- What you have to do
Reproduce everything from the line containing "[locate] the overcast" down to the end of the items, requests included, and shift each answer coordinate by adding 68 to every number in it.

- Dataset extract

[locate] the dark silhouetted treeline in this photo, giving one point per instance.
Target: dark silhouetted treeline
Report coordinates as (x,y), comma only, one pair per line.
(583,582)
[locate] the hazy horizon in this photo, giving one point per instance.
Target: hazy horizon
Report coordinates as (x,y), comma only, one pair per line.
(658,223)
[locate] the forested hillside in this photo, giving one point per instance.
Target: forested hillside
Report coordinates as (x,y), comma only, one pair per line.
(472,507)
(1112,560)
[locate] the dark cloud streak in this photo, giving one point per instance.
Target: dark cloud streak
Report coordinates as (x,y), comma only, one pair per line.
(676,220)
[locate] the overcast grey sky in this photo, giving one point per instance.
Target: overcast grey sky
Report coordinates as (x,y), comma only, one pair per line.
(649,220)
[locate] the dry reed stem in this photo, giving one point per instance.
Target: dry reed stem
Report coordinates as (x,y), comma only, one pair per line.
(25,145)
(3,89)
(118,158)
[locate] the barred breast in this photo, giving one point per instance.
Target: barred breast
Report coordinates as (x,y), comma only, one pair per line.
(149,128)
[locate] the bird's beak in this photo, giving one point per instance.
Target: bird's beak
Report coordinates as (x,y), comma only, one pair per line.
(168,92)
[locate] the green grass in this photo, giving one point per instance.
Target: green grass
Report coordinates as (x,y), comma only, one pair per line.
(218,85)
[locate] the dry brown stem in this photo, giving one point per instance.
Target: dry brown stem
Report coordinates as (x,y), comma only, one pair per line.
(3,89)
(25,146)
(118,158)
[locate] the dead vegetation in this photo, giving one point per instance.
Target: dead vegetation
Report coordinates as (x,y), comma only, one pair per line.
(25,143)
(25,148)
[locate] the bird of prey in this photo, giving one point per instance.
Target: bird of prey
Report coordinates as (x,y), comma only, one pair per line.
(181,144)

- Completed task
[locate] the overcast grey sky in this photo, giving one point per instance.
Target: overcast grey sky
Report coordinates as (x,y), comma only, one pair per line.
(717,288)
[locate] the dry reed stem in this photo, giving one point per instance.
Target: dry reed stem
Report coordinates as (x,y), comma only, one pair per line.
(93,213)
(71,157)
(186,226)
[locate] the barred breast in this photo, giving one point per instance.
Target: barred breast
Report coordinates as (x,y), comma only, one pair per line.
(217,196)
[locate] the bird's beak in this photo, giving one point per instance.
Target: bird's beak
Report coordinates as (x,y), comma only, one pair per line.
(236,160)
[locate] the green grass in this photo, giving one point per instance.
Target: green grass
Report coordinates as (x,y), comma only, one pair per line.
(286,153)
[locate] the dry brown stem in this photo, giving one point per instance.
Target: dry brown stem
Report coordinates as (x,y), comma only, one pair per line.
(71,157)
(93,214)
(186,226)
[locate] the dead vegetation in this photo, giving one point per instance.
Target: dead vegetation
Report coordinates as (x,y), comma only, one pair per line.
(93,211)
(93,216)
[locate] the bird of prey in this photo, giving one point per instance.
Target: bird of prey
Report coordinates as (x,y), comma only, one pair per line.
(249,212)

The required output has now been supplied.